Dataset content>
___

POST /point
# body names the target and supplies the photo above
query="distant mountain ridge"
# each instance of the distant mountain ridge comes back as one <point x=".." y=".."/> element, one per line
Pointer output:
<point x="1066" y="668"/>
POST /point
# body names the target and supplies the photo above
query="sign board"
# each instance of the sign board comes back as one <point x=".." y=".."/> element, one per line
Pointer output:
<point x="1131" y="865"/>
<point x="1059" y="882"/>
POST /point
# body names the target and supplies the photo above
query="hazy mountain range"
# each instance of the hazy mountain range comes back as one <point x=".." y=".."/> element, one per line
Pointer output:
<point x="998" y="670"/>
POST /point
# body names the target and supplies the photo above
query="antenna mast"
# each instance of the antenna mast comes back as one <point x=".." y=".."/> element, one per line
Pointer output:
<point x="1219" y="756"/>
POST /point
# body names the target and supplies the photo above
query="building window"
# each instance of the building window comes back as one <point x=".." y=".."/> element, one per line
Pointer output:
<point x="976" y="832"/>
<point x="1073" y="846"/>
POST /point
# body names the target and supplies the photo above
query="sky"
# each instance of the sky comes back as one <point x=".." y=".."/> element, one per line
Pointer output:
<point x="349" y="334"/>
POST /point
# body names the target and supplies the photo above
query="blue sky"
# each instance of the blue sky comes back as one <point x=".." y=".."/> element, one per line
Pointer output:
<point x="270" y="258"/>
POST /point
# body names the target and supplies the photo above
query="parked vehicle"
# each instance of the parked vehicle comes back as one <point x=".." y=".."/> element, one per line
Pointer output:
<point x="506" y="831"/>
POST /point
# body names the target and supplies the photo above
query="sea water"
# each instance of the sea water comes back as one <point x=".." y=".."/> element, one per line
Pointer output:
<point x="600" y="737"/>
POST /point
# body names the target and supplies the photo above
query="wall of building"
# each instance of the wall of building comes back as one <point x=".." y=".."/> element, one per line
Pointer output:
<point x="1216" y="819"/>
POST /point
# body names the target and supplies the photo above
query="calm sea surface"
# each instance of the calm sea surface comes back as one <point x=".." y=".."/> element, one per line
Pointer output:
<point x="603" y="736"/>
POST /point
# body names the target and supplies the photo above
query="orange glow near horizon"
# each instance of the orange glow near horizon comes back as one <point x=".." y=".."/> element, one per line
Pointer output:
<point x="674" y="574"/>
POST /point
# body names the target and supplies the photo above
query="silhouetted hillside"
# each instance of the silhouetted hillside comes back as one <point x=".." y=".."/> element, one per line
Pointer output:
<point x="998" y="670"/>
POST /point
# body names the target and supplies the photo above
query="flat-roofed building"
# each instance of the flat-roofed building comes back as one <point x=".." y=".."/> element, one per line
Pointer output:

___

Work to be completed> Please set down all the data word for word.

Task response>
POST /point
# body names the target and supplies the photo above
query="distant mountain ridge"
# each instance of the distant mountain ridge comes back as one <point x=".." y=".."/> element, one per line
Pointer output:
<point x="1066" y="668"/>
POST /point
# body names the target and supplies the photo above
query="sign board"
# each instance of the sign board comes back as one <point x=".." y=".."/> element, one per line
Pointer output:
<point x="1131" y="865"/>
<point x="1059" y="882"/>
POST /point
# body names the target and supplies the photo above
query="hazy mountain range"
# each instance of the hazy mountain range comes back as one <point x=".." y=".."/> element, one per line
Pointer output:
<point x="998" y="670"/>
POST /point
# body names the target and supplies the photo above
query="antenna mast"
# each instance of the antenna mast comes back as one <point x=".." y=".."/> element, one per line
Pointer output:
<point x="1219" y="756"/>
POST /point
# body names the target and supplies the photo above
query="building window"
# each instance of the building window comes back as one <point x=".." y=".."/> element, one per line
Pointer output:
<point x="976" y="832"/>
<point x="1073" y="846"/>
POST /point
# body names the target and supplies the photo above
query="sky"
# each instance of the sky comes back as one <point x=".." y=".."/> element, one per line
Pointer output:
<point x="349" y="334"/>
POST /point
# body names the target and supplies the photo above
query="blue sky"
# each instance of the blue sky comes back as one <point x=".." y=".."/> element, one per line
Pointer output:
<point x="270" y="258"/>
POST /point
# body names the target and supplies the photo above
query="parked vehicle"
# each instance of the parked vehicle comes back as one <point x=".." y=".."/> element, one per line
Pointer output:
<point x="506" y="831"/>
POST /point
# body names the target and supplies the photo above
query="sea water"
# each instance of the sea water comes back as one <point x=".." y=".."/> element, one per line
Pointer output:
<point x="600" y="737"/>
POST /point
# body names the target and supplies the photo above
query="wall of building"
# each instance of the wall of building comes back as one <point x=".." y=".."/> element, one per line
Pointer output:
<point x="1216" y="819"/>
POST /point
# body names the target and supplies the photo above
query="calm sea surface"
# each instance of the calm sea surface comes back as one <point x=".." y=".."/> element, one per line
Pointer output:
<point x="603" y="736"/>
POST /point
# body names the target and supplies the photo above
query="orange glow near horizon"
# each instance of the orange glow near horizon comes back as one <point x=".." y=".."/> element, one per line
Pointer output:
<point x="674" y="574"/>
POST /point
# body names the target and supplies the photo above
query="silhouetted hillside"
# each instance of the silhouetted hillside comes back as one <point x=".." y=".."/> element, one per line
Pointer output:
<point x="998" y="670"/>
POST /point
# body names the target and supplies the photo above
query="flat-roofed building"
# each instance of the flat-roofed building comes back as one <point x=".." y=".."/> element, one per line
Pointer output:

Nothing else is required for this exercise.